▶ Entries supplied:
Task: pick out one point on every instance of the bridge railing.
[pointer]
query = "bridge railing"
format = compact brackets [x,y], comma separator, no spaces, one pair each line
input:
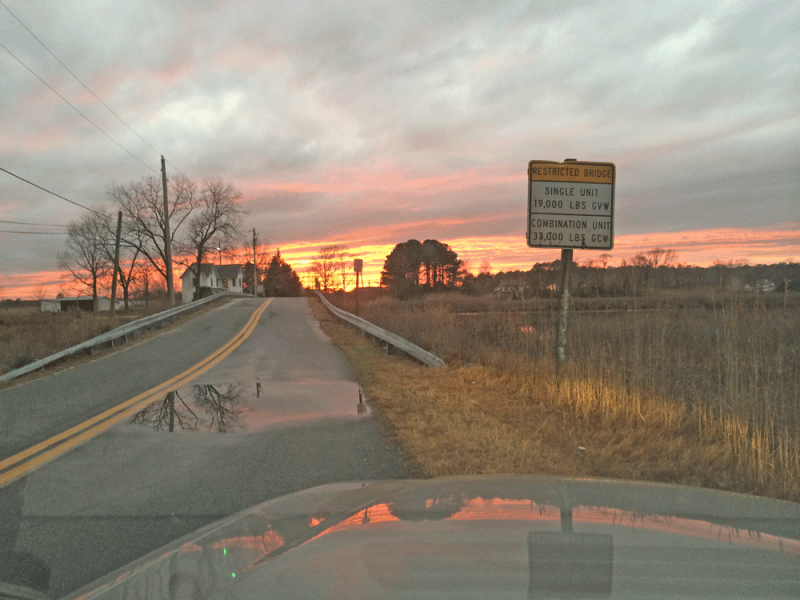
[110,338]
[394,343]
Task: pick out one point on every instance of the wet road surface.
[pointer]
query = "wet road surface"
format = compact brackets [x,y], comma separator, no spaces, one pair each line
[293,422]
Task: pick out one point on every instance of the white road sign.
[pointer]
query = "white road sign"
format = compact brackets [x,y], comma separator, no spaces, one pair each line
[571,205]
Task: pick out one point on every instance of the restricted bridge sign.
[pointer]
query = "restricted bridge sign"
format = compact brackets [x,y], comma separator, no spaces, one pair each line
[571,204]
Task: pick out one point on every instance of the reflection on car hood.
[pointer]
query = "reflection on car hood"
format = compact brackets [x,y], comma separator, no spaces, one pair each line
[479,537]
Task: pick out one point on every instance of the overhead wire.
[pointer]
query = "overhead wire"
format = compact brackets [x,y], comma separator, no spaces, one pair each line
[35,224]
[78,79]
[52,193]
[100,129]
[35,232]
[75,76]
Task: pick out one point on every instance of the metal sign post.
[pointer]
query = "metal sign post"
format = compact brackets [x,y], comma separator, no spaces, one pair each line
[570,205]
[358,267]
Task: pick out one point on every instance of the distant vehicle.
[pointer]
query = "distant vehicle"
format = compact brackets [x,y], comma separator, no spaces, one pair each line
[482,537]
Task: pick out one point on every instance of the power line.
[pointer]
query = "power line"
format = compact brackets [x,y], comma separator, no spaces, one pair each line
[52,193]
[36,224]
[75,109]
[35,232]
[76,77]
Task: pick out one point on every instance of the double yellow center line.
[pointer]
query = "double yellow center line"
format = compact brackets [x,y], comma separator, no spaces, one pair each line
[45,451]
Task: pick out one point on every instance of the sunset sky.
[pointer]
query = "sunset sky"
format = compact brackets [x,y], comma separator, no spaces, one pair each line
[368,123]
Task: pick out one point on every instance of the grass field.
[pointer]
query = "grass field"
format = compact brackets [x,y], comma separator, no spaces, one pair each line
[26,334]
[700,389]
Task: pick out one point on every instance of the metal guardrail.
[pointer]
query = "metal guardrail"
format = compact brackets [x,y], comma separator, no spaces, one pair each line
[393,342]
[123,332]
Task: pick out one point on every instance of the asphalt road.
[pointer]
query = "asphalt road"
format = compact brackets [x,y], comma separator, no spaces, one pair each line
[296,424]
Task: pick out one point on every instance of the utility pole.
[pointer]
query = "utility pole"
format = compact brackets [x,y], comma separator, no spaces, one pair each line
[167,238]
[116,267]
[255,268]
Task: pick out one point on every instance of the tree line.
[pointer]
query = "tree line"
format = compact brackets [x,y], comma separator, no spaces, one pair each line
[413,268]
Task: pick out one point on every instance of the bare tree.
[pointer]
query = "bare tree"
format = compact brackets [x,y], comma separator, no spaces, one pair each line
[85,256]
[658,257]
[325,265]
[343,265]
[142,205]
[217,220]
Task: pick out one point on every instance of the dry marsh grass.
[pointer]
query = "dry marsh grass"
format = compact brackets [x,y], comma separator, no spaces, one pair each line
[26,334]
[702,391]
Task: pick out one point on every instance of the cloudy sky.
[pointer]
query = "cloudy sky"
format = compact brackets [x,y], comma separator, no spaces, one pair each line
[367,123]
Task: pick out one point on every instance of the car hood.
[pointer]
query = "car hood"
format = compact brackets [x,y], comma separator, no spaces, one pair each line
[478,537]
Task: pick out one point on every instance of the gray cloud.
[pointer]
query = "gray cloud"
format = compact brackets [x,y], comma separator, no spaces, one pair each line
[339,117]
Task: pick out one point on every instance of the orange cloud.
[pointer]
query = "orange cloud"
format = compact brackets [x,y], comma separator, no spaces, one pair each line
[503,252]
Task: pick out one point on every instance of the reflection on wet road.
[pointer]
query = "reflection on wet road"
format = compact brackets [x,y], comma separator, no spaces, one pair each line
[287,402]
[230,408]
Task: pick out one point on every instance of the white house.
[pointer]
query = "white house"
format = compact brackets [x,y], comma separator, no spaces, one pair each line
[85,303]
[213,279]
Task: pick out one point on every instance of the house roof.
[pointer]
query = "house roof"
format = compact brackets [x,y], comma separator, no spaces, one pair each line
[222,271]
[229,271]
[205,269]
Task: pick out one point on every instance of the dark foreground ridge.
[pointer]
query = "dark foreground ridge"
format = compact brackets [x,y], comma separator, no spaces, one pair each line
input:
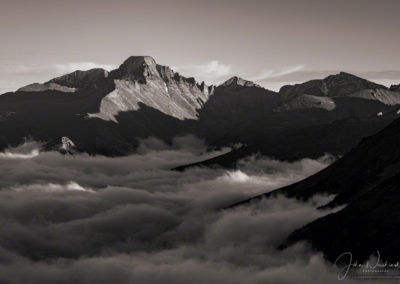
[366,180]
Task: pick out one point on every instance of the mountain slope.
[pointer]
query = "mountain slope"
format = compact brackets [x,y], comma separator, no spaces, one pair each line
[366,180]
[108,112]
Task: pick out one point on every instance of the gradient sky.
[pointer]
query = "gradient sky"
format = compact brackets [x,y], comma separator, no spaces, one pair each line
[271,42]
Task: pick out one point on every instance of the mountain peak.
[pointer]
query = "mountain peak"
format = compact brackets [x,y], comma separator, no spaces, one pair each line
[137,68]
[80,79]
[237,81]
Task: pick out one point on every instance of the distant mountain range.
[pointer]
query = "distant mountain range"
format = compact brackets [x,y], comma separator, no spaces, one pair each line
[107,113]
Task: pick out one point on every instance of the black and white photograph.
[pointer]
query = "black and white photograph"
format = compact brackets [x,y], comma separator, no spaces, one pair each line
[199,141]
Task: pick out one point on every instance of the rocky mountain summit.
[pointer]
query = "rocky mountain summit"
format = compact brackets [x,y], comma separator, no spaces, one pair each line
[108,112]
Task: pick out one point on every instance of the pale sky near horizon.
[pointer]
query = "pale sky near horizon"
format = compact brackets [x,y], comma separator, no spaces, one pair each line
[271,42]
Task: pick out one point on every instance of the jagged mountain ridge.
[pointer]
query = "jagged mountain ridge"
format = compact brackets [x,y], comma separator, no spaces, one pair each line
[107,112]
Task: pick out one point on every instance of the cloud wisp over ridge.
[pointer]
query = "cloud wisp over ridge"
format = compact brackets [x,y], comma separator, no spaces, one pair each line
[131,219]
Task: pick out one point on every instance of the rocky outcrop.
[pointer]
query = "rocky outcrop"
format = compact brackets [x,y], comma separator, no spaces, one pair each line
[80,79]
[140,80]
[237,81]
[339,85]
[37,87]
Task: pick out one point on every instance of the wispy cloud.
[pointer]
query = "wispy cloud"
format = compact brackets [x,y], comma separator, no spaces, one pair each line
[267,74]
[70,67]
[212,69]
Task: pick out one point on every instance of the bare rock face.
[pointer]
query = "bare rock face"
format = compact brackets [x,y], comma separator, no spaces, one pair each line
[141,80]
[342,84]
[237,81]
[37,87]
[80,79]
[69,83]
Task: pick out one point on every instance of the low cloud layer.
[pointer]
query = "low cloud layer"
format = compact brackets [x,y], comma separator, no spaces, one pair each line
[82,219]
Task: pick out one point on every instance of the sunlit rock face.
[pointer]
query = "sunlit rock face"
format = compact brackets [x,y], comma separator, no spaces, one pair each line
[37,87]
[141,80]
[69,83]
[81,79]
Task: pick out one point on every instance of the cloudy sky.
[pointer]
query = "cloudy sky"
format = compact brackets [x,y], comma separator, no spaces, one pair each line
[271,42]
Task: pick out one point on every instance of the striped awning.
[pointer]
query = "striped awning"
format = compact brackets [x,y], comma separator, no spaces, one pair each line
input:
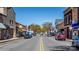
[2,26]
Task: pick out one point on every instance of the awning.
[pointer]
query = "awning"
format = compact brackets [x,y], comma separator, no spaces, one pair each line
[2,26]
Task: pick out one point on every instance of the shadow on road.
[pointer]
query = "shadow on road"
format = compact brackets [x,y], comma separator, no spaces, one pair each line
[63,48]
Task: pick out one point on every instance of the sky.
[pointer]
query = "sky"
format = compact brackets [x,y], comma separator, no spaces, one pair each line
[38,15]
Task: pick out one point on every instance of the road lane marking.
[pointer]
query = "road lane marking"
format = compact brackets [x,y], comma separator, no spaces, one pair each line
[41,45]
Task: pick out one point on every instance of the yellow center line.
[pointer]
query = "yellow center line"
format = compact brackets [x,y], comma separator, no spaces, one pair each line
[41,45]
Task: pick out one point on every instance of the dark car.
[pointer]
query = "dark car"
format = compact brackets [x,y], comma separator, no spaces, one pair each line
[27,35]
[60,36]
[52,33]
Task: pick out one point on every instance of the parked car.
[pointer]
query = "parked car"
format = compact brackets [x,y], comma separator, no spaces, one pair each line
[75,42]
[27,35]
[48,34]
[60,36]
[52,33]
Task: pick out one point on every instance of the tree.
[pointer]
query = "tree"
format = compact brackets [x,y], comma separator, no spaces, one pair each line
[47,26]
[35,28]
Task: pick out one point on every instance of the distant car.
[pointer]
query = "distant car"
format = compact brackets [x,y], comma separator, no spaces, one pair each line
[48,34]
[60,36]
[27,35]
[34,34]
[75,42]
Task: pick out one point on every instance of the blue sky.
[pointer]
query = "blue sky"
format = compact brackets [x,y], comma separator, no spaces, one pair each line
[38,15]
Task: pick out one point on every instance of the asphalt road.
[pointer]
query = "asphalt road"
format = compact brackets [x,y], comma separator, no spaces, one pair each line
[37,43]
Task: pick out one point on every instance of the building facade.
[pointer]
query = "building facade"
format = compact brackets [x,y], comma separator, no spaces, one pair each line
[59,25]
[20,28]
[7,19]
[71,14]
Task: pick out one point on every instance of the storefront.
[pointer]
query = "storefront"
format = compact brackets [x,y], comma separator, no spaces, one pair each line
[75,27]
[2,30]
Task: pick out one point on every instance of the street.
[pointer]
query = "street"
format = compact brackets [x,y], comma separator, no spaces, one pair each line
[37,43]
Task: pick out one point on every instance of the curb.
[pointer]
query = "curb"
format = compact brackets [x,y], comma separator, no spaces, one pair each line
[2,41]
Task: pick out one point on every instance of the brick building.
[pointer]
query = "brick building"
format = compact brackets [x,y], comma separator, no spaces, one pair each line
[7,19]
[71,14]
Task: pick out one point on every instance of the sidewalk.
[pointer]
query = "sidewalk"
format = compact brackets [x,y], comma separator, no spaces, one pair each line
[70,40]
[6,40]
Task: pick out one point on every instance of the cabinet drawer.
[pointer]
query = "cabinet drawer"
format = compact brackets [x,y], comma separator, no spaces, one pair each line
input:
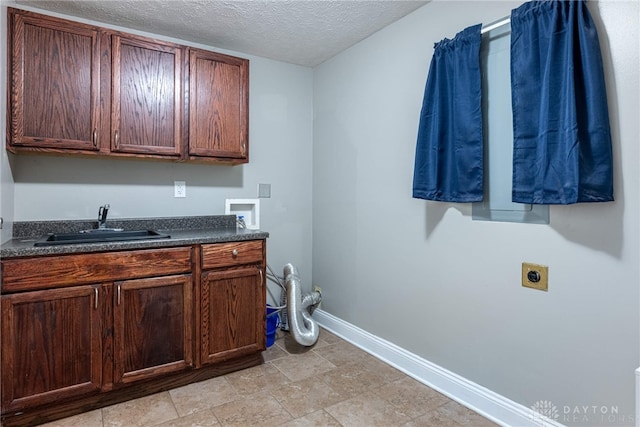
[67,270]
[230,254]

▶ What to work on:
Check each line of the data above for the string "wire", and copy the ones that have it.

▶ Answer box:
Task: pick out one point on every instance of the overhead wire.
query = "overhead wire"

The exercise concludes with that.